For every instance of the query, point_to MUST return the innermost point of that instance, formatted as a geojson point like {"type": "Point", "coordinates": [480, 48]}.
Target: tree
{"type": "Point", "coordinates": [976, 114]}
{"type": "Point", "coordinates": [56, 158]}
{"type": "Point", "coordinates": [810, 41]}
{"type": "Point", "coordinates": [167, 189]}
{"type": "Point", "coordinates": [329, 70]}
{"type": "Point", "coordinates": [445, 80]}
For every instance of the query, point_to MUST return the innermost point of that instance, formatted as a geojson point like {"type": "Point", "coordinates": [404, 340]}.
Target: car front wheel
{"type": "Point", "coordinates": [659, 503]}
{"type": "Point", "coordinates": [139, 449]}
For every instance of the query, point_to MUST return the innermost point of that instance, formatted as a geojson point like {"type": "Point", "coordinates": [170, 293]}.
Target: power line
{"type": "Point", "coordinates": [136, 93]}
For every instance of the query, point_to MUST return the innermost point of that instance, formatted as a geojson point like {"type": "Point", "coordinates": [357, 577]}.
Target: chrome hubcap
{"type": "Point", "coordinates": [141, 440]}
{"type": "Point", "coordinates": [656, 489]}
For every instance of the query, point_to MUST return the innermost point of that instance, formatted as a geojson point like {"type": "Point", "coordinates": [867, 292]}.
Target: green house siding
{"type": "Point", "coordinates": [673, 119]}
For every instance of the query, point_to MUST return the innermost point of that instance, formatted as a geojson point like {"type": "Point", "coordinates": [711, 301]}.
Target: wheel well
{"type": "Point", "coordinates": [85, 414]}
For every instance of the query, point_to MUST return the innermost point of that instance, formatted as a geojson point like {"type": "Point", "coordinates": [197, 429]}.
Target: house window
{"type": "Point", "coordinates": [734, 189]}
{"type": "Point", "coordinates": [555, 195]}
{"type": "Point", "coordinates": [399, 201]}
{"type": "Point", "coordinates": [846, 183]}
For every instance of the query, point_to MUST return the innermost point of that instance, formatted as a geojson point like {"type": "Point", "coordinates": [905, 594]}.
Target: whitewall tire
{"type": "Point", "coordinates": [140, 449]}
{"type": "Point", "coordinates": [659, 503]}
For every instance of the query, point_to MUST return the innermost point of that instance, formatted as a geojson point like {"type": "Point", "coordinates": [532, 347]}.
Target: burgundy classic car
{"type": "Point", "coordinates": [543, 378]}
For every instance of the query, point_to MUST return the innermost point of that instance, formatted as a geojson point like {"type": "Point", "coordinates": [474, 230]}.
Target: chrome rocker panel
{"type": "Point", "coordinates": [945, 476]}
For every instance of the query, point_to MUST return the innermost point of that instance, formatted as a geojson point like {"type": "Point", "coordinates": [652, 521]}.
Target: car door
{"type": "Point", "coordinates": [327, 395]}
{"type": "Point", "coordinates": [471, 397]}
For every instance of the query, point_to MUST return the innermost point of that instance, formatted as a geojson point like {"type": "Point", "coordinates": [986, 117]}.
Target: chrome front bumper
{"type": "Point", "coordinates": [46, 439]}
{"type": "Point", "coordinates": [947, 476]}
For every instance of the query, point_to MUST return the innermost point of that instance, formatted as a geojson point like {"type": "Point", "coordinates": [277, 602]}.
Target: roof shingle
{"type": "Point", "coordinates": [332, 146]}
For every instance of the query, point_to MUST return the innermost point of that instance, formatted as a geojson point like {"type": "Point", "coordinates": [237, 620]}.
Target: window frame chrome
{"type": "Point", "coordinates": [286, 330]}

——

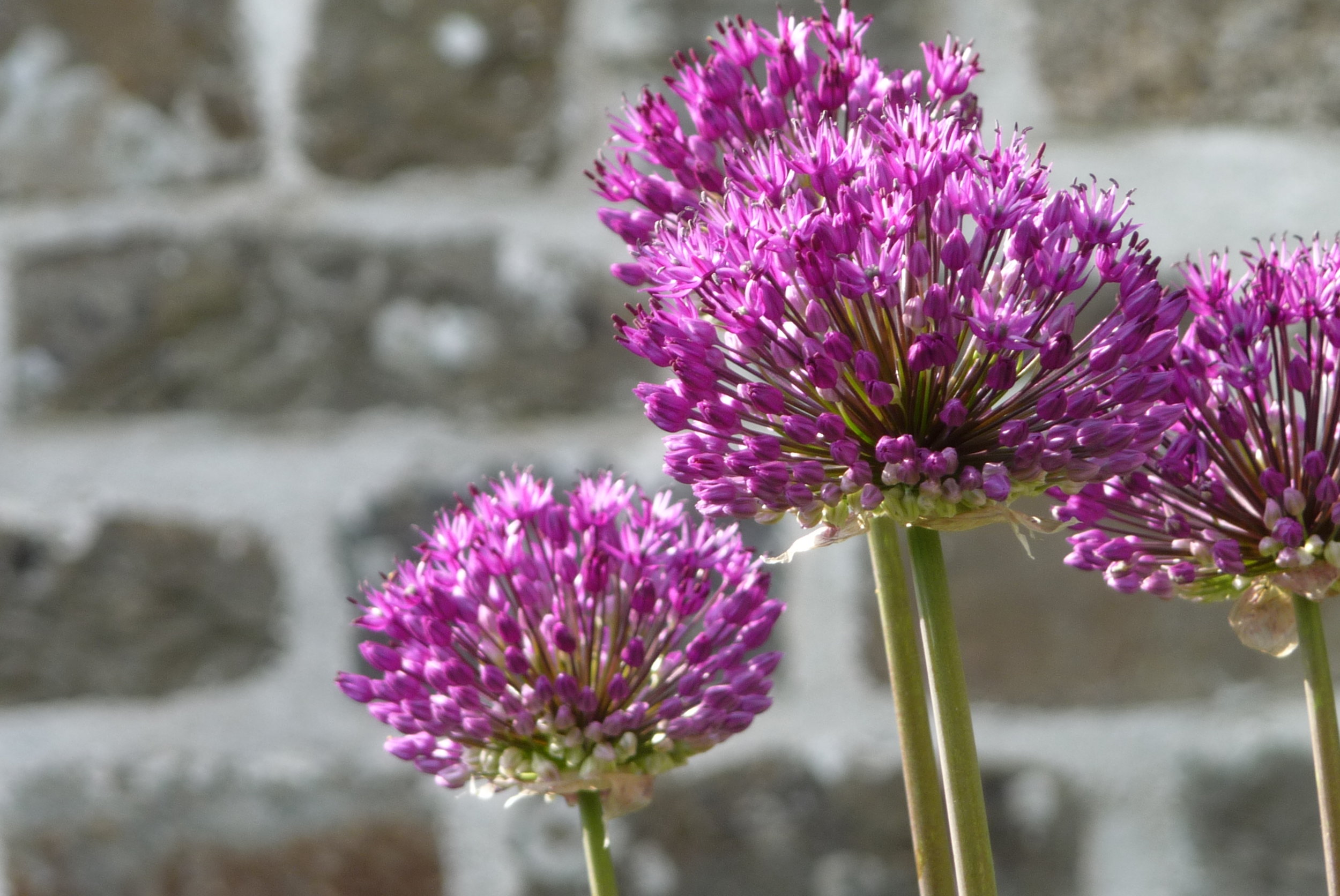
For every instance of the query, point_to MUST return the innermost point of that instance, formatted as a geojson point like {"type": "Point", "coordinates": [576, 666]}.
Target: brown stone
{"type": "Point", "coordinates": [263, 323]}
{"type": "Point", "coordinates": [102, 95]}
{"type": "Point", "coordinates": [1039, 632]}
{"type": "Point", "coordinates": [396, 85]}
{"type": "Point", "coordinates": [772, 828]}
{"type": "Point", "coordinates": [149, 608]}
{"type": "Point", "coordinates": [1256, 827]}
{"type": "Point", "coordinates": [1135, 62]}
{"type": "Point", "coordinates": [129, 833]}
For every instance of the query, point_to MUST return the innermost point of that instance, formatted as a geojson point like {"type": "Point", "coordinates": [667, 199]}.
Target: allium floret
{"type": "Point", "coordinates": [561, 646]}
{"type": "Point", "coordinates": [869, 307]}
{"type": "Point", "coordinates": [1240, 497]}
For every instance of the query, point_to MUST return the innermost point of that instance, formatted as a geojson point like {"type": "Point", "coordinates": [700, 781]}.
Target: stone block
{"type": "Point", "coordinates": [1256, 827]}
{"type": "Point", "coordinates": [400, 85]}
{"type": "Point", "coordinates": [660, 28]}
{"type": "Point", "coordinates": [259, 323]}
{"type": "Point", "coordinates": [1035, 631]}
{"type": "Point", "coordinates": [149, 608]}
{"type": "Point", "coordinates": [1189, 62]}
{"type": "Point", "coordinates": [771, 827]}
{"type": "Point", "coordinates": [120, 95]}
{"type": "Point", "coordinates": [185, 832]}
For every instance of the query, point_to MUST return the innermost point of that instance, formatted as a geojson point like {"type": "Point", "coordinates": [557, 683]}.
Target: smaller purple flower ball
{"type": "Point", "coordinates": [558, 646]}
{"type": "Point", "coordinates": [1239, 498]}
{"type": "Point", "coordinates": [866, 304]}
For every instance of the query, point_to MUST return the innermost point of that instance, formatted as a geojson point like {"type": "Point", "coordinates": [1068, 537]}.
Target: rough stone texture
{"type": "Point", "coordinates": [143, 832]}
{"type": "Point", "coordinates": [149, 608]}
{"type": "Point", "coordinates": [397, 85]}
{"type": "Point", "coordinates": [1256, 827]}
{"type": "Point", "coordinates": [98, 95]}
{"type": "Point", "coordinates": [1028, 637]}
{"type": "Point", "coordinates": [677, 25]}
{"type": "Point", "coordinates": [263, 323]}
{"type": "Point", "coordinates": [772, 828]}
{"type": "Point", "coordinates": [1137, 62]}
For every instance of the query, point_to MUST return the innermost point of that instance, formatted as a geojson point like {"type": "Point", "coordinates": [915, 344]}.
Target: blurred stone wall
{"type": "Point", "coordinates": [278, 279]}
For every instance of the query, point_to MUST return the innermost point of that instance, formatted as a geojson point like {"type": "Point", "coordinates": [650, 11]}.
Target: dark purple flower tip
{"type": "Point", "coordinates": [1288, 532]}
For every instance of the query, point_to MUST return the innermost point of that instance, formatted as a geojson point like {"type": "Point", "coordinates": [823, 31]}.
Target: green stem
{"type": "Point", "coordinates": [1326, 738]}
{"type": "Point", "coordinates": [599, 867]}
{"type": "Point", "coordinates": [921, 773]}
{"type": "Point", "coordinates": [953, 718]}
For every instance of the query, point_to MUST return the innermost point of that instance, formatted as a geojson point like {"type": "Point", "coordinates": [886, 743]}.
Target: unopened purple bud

——

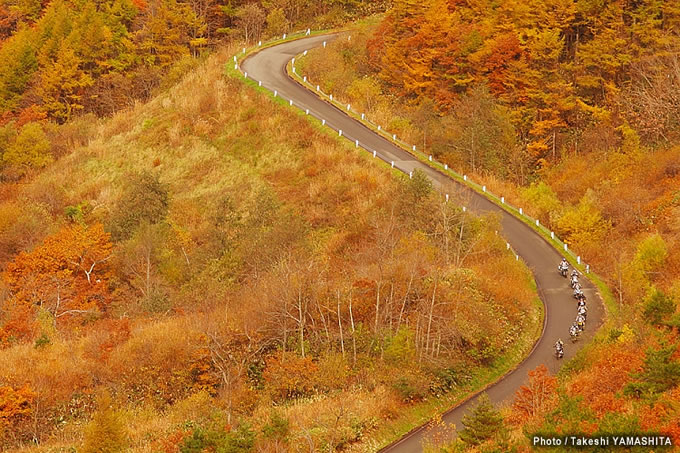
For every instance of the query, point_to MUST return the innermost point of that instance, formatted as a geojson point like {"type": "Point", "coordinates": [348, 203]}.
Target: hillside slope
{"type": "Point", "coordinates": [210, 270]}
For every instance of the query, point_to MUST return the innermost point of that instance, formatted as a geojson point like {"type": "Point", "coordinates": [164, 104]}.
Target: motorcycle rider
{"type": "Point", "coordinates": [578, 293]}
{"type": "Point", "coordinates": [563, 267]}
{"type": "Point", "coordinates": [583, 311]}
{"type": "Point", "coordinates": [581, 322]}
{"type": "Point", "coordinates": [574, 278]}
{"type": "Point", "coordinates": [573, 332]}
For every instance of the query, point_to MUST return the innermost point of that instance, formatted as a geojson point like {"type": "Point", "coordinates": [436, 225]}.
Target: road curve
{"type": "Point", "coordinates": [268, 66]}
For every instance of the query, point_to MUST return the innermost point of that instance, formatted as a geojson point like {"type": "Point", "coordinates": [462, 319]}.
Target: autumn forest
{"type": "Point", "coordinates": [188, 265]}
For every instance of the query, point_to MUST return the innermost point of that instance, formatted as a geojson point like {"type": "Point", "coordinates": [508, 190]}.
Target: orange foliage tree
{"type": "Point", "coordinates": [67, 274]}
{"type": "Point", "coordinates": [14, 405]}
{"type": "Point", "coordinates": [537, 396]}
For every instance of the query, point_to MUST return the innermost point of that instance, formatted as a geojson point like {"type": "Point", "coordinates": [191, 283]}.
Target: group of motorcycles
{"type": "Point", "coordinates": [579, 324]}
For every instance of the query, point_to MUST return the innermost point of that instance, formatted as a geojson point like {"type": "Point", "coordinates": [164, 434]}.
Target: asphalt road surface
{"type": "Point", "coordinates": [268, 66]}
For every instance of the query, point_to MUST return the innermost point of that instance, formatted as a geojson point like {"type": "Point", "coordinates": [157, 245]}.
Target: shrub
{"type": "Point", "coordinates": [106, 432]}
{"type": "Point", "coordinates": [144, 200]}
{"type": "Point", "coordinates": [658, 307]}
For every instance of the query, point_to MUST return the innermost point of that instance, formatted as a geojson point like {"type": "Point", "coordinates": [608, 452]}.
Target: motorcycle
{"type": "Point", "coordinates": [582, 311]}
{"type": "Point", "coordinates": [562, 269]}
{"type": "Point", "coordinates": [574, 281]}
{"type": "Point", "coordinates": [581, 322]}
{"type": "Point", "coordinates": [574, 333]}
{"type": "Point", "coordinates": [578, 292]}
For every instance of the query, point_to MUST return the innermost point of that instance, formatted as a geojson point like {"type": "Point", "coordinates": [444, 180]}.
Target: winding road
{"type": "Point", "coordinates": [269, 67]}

——

== What to produce ==
Collect each line of the records containing the string "window" and copy those lines in full. Treat uppercase and lowercase letters as different.

== Problem solution ==
Target: house window
Target: window frame chrome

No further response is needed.